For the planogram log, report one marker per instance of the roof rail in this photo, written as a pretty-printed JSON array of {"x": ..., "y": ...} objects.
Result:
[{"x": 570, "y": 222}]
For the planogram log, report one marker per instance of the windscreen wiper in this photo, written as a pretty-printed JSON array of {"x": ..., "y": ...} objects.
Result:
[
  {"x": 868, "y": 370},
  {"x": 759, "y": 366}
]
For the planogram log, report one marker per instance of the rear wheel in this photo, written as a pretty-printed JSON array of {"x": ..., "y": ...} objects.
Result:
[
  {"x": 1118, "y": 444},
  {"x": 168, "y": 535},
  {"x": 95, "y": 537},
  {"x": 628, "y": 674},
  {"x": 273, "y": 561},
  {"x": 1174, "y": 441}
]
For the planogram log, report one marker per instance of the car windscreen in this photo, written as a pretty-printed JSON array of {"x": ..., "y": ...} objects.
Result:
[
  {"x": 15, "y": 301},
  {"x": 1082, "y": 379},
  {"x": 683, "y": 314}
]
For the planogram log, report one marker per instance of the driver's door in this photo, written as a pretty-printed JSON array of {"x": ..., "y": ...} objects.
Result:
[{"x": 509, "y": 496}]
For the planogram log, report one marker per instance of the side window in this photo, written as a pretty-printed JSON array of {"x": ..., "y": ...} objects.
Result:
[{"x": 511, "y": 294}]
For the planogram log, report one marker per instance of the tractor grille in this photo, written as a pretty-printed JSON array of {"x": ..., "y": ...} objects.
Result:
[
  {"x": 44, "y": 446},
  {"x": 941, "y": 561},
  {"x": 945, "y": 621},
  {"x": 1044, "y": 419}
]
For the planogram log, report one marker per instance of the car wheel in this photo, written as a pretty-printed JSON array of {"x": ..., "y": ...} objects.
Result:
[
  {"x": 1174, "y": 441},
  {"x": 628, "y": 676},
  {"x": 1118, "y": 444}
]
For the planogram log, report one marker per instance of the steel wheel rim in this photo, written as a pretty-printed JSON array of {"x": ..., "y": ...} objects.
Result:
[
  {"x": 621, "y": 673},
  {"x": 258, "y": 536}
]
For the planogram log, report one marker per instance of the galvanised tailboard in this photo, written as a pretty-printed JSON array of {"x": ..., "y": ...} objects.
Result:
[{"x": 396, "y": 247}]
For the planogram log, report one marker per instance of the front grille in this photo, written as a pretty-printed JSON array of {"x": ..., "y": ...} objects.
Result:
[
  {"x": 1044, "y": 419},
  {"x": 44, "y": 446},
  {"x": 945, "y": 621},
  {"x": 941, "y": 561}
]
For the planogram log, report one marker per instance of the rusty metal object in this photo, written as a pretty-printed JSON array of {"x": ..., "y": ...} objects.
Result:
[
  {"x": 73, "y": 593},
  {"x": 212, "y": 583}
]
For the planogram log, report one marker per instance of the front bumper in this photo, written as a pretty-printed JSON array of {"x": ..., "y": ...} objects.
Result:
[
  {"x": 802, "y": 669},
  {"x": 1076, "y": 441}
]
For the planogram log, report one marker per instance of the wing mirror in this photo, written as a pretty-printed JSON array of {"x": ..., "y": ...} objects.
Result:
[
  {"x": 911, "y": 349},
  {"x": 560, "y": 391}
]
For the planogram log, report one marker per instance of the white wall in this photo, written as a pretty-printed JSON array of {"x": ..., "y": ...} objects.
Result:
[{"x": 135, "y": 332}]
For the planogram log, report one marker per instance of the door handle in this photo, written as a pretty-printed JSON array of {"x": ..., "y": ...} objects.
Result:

══════════

§ **EXERCISE BRIEF**
Reproduce all of the entries word for word.

§ **CORRECT OUTPUT**
For the planogram log, report one marker per instance of the roof rail in this photo, written as a pretty-printed JSON array of {"x": ..., "y": ...} objects.
Result:
[{"x": 570, "y": 222}]
For the planogram log, report one marker per instance of the windscreen wiper in this photo, written as a pretty-printed JSON array of {"x": ..., "y": ...} objects.
Result:
[
  {"x": 868, "y": 370},
  {"x": 759, "y": 366}
]
For the planogram log, report one marker per instance of the rear wheel in this photo, written as a pretty-printed JSON array of {"x": ..., "y": ...} objects.
Result:
[
  {"x": 1118, "y": 444},
  {"x": 168, "y": 535},
  {"x": 95, "y": 537},
  {"x": 628, "y": 674},
  {"x": 273, "y": 561},
  {"x": 1174, "y": 441}
]
For the planogram log, report one marker per instance of the car windscreen in this photo, written as a pretty-printed JSON array of {"x": ..., "y": ...} objects.
Result:
[
  {"x": 15, "y": 301},
  {"x": 1082, "y": 379},
  {"x": 683, "y": 314}
]
For the planogram log, report one marker per instance of the driver's door in this photo, written as a pretty-printed JSON array of {"x": ..., "y": ...} objects.
Result:
[{"x": 509, "y": 496}]
For the planogram log, report one marker per instance of the side window in this photo, written as a pretty-printed JSON array of {"x": ..., "y": ...} objects.
Result:
[{"x": 511, "y": 294}]
For the planogram log, report one marker per instance of the tractor grille in this photo, written as a pretty-printed JSON array of {"x": ..., "y": ...} objects.
Result:
[
  {"x": 44, "y": 446},
  {"x": 941, "y": 561},
  {"x": 945, "y": 621},
  {"x": 1044, "y": 419}
]
For the planogram log, report one marker per instance of the car wheel in this photo, written as a pretty-printed JSON array of {"x": ..., "y": ...} objects.
Result:
[
  {"x": 1174, "y": 441},
  {"x": 628, "y": 676},
  {"x": 1118, "y": 444}
]
For the planogram log, report one marker per instance of the steel wheel rim in this photo, written as a pretty-printed JSON array of {"x": ..., "y": ...} objects.
Result:
[
  {"x": 621, "y": 673},
  {"x": 258, "y": 536}
]
For the planogram log, report one marker per instance of the galvanised tailboard in this photo, written as a pretty-printed JSON array of {"x": ..., "y": ...} objects.
Result:
[{"x": 396, "y": 247}]
For the planogram log, report one marker per instance of the front grille in this photo, written as a pretty-printed JSON array of {"x": ..., "y": ...} objects.
Result:
[
  {"x": 1044, "y": 419},
  {"x": 44, "y": 446},
  {"x": 945, "y": 621},
  {"x": 941, "y": 561}
]
For the planogram log, report one marker per instance of the rusty metal object in this photo, written as a pretty-printed JSON array of {"x": ..., "y": ...} objects.
Result:
[
  {"x": 73, "y": 593},
  {"x": 212, "y": 583}
]
For the planogram log, report one marker per instance of the front bumper in this photo, written as a pretty-printed JSON array of {"x": ..., "y": ...} objects.
Result:
[
  {"x": 802, "y": 669},
  {"x": 1076, "y": 441}
]
For the planogram log, report one marker per instance of the wing mirror in this photo, written as a pretty-printed JSON array of {"x": ..., "y": ...} objects.
Result:
[
  {"x": 911, "y": 349},
  {"x": 560, "y": 391}
]
For the planogram log, report one marker per instance of the white wall in this photo, written as a pretty-printed JSON array of {"x": ..., "y": ...} objects.
Result:
[{"x": 135, "y": 332}]
For the planogram log, report one marker per instance of the door handle in this photo, written as a pretty-printed JSON array of {"x": ..., "y": ...} objects.
Result:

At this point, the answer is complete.